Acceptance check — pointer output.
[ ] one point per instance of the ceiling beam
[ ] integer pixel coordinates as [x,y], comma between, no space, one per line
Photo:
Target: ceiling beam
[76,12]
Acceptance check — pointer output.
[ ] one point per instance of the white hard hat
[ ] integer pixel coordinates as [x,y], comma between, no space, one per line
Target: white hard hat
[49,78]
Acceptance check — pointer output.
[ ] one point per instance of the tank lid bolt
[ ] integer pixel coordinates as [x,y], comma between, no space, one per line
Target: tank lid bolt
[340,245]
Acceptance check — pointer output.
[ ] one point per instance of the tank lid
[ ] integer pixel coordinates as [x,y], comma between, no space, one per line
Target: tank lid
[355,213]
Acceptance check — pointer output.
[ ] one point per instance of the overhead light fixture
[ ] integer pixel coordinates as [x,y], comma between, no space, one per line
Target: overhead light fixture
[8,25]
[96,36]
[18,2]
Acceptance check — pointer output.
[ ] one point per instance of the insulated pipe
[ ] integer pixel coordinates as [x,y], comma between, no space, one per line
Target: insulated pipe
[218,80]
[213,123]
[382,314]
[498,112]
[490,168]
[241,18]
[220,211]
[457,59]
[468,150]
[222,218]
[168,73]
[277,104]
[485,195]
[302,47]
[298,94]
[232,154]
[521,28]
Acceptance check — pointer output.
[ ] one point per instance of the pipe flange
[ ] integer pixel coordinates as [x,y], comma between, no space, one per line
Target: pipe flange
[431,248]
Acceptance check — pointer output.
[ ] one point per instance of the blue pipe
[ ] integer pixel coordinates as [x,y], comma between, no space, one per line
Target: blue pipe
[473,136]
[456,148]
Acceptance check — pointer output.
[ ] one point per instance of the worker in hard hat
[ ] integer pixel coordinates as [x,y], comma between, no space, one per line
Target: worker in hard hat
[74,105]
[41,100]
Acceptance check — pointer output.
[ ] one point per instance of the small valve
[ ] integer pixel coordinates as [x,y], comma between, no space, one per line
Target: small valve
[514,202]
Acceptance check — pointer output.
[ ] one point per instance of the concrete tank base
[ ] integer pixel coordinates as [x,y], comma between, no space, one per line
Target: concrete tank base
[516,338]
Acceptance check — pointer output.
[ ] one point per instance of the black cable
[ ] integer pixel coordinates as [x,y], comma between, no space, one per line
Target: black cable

_ _ _

◆ Direction: Which lines in the listing above contain the word "base"? Pick out every one and copy it.

◆ The completed task:
[ ] one point per instance of the concrete tank base
Target: concrete tank base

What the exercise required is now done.